__SUPPLIED PASSAGE__:
________________________
October 11, 2017

Oct. 11

October 11, 2017:  Wednesday, 27th week, Ordinary Time



  • 'Hands' pin:  "Should I not be concerned over Nineveh where there are more than 120,000 who can't tell their right hand from their left?...” (1st reading)
  • 'Cow' pin:  "...not to mention the cattle" (1st reading)
  • 'Sun' pin:  The sun beat on Jonah (1st reading)
  • 'Phone' tie bar:  "I 'call' to you all the day" (psalm)
  • Green shirt:  Ordinary Time season
Listen
For gospel

    • Familiar chant (but we usually sing it faster and more in rhythm with the spoken word)
Pope Francis
General Audience:  Just as Jesus tells his disciples to be like those who await their master's return with lighted lamps, Christians must always be attentive, awaiting the Lord’s return.  Every day is a new opportunity to be attentive to God, to welcome the day as his gift, and to offer him our good works.  Such attentiveness requires patience, but no night is so long as to make us forget the joy of dawn.
________________________
__GIVEN DATA__:

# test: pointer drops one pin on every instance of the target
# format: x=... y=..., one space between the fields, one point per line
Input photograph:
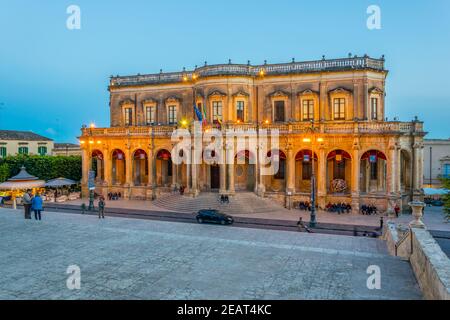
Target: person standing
x=101 y=208
x=26 y=200
x=37 y=205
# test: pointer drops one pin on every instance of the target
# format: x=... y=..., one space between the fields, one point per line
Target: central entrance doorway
x=215 y=176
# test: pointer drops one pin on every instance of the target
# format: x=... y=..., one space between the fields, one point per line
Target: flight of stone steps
x=240 y=203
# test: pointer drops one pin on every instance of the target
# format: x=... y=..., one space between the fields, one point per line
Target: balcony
x=284 y=128
x=351 y=63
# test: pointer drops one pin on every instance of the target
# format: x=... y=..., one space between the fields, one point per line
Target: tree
x=446 y=183
x=4 y=172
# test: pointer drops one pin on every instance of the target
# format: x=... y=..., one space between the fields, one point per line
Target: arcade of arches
x=353 y=175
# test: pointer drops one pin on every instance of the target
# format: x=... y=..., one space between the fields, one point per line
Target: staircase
x=240 y=203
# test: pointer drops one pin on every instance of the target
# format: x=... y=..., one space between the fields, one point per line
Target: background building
x=436 y=161
x=359 y=157
x=66 y=149
x=24 y=142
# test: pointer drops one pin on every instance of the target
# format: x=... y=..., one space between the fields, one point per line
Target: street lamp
x=313 y=220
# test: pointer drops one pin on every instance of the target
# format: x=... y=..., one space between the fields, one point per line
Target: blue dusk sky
x=53 y=80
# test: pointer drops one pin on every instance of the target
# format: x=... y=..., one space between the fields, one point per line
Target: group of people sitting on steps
x=224 y=199
x=338 y=207
x=368 y=209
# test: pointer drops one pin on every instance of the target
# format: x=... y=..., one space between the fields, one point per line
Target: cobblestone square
x=141 y=259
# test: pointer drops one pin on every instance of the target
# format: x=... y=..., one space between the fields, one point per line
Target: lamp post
x=313 y=219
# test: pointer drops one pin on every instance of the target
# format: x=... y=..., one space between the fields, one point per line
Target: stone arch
x=373 y=168
x=118 y=167
x=164 y=167
x=303 y=169
x=140 y=167
x=98 y=164
x=339 y=171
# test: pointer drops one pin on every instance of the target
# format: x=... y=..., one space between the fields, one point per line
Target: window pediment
x=217 y=93
x=172 y=99
x=340 y=90
x=127 y=101
x=240 y=93
x=376 y=90
x=149 y=101
x=308 y=92
x=279 y=94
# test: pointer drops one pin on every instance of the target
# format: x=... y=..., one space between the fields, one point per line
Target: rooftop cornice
x=254 y=71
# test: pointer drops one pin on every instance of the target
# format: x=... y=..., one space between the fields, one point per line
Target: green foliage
x=44 y=167
x=4 y=172
x=446 y=198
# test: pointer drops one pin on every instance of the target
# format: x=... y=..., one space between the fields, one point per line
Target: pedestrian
x=26 y=200
x=101 y=208
x=37 y=205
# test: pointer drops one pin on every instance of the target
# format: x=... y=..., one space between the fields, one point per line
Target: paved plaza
x=142 y=259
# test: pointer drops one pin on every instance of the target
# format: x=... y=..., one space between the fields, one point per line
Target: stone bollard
x=417 y=212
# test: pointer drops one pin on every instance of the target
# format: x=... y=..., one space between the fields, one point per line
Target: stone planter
x=417 y=213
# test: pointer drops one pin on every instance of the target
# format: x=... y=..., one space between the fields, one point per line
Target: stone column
x=107 y=167
x=231 y=178
x=86 y=160
x=290 y=171
x=150 y=168
x=356 y=163
x=223 y=172
x=321 y=178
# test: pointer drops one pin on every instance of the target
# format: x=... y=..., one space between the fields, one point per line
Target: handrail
x=401 y=240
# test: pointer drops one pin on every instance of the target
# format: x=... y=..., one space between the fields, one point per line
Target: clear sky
x=53 y=80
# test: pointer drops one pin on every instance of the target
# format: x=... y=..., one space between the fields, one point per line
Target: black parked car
x=213 y=216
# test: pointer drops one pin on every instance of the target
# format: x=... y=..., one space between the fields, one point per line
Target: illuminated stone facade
x=359 y=157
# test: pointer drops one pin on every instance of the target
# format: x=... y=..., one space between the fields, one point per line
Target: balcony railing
x=283 y=128
x=352 y=63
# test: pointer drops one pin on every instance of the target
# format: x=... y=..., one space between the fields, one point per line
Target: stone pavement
x=142 y=259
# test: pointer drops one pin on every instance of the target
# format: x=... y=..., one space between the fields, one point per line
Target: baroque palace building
x=330 y=113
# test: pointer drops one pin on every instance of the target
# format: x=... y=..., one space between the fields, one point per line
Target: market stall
x=17 y=185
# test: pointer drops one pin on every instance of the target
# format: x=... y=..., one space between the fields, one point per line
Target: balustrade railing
x=249 y=70
x=283 y=128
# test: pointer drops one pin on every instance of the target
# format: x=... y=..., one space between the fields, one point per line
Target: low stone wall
x=430 y=264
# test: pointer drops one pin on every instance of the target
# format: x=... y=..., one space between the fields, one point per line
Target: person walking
x=37 y=205
x=101 y=208
x=26 y=200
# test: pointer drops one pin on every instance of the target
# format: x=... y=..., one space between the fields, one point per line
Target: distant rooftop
x=248 y=70
x=22 y=136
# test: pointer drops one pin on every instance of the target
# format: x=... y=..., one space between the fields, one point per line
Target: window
x=308 y=110
x=281 y=169
x=217 y=111
x=339 y=169
x=374 y=108
x=149 y=115
x=240 y=111
x=373 y=170
x=23 y=150
x=339 y=109
x=446 y=171
x=42 y=150
x=128 y=113
x=279 y=111
x=306 y=170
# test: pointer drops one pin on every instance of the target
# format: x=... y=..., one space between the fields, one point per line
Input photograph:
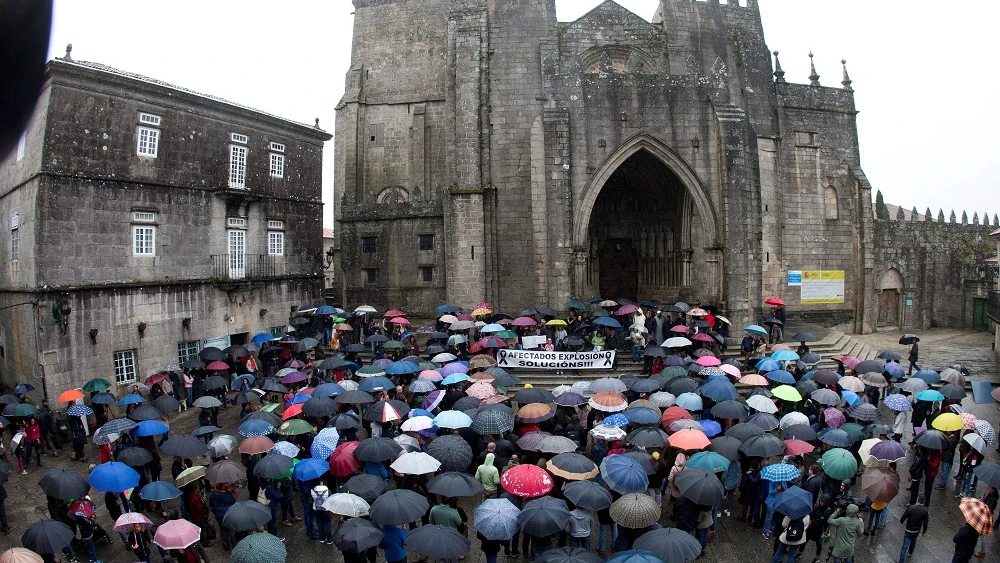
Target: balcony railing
x=237 y=266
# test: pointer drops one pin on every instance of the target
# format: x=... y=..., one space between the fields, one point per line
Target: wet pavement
x=733 y=542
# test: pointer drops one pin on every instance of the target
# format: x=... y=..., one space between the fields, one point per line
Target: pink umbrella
x=177 y=534
x=524 y=321
x=834 y=417
x=708 y=361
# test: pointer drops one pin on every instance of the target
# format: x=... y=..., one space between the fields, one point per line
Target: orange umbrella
x=672 y=415
x=689 y=439
x=70 y=396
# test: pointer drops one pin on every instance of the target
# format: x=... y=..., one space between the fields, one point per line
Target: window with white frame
x=148 y=138
x=124 y=366
x=15 y=236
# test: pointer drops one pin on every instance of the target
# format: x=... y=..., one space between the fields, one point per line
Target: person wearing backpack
x=792 y=538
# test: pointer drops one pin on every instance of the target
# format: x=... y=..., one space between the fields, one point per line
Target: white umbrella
x=761 y=403
x=415 y=463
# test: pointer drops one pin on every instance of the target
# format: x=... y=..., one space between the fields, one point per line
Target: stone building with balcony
x=143 y=221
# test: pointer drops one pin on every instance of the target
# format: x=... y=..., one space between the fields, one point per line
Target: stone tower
x=485 y=151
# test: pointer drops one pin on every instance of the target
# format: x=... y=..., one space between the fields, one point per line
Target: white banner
x=531 y=359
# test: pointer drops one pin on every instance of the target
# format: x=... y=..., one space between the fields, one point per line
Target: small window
x=124 y=366
x=276 y=243
x=149 y=119
x=277 y=165
x=187 y=351
x=237 y=166
x=149 y=141
x=143 y=241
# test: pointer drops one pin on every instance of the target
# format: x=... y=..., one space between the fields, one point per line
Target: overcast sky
x=924 y=85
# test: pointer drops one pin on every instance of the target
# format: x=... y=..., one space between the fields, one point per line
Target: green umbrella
x=259 y=548
x=294 y=427
x=853 y=430
x=96 y=384
x=839 y=464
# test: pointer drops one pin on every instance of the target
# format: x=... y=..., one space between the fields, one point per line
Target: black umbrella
x=534 y=395
x=437 y=542
x=454 y=484
x=47 y=536
x=588 y=495
x=454 y=453
x=377 y=450
x=647 y=438
x=744 y=431
x=184 y=446
x=246 y=516
x=765 y=445
x=543 y=517
x=272 y=465
x=357 y=535
x=146 y=412
x=368 y=487
x=354 y=397
x=63 y=484
x=727 y=447
x=397 y=507
x=319 y=406
x=134 y=456
x=212 y=354
x=804 y=337
x=670 y=545
x=699 y=486
x=344 y=422
x=166 y=404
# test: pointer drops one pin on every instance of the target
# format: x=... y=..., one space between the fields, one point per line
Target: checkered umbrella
x=977 y=515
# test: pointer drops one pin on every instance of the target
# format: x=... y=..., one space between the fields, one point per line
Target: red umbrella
x=527 y=481
x=342 y=460
x=798 y=447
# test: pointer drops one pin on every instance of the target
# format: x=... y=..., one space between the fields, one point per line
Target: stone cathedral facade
x=486 y=151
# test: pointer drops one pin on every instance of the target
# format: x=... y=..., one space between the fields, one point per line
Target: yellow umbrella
x=948 y=422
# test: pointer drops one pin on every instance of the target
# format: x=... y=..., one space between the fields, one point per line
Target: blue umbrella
x=150 y=428
x=642 y=415
x=617 y=420
x=496 y=519
x=794 y=502
x=328 y=390
x=113 y=477
x=719 y=390
x=255 y=427
x=309 y=469
x=379 y=383
x=781 y=376
x=131 y=399
x=710 y=427
x=262 y=337
x=401 y=368
x=634 y=556
x=161 y=491
x=623 y=474
x=607 y=321
x=690 y=401
x=767 y=364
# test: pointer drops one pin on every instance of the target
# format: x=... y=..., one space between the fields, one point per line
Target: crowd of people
x=369 y=439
________________________
__WHAT YOU NEED TO DO__:
(a) Using the October 11, 2017 page, decide whether each statement agrees with it: (i) the green shirt stands for the Ordinary Time season; (ii) the 'Sun' pin is tied to the psalm; (iii) every day is described as a new opportunity to be attentive to God. Answer yes or no for each and quote the deciding words.
(b) Answer these questions from the October 11, 2017 page, one per line:
(i) Which week of Ordinary Time does the date fall in?
(ii) Which item goes with the line from the psalm?
(iii) According to the General Audience, what does attentiveness require?

__TASK-BY-TASK OUTPUTS__:
(a)
(i) Yes: "Ordinary Time season"
(ii) No: "The sun beat on Jonah (1st reading)"
(iii) Yes: "Every day is a new opportunity to be attentive to God"

(b)
(i) The 27th week
(ii) The 'Phone' tie bar
(iii) Patience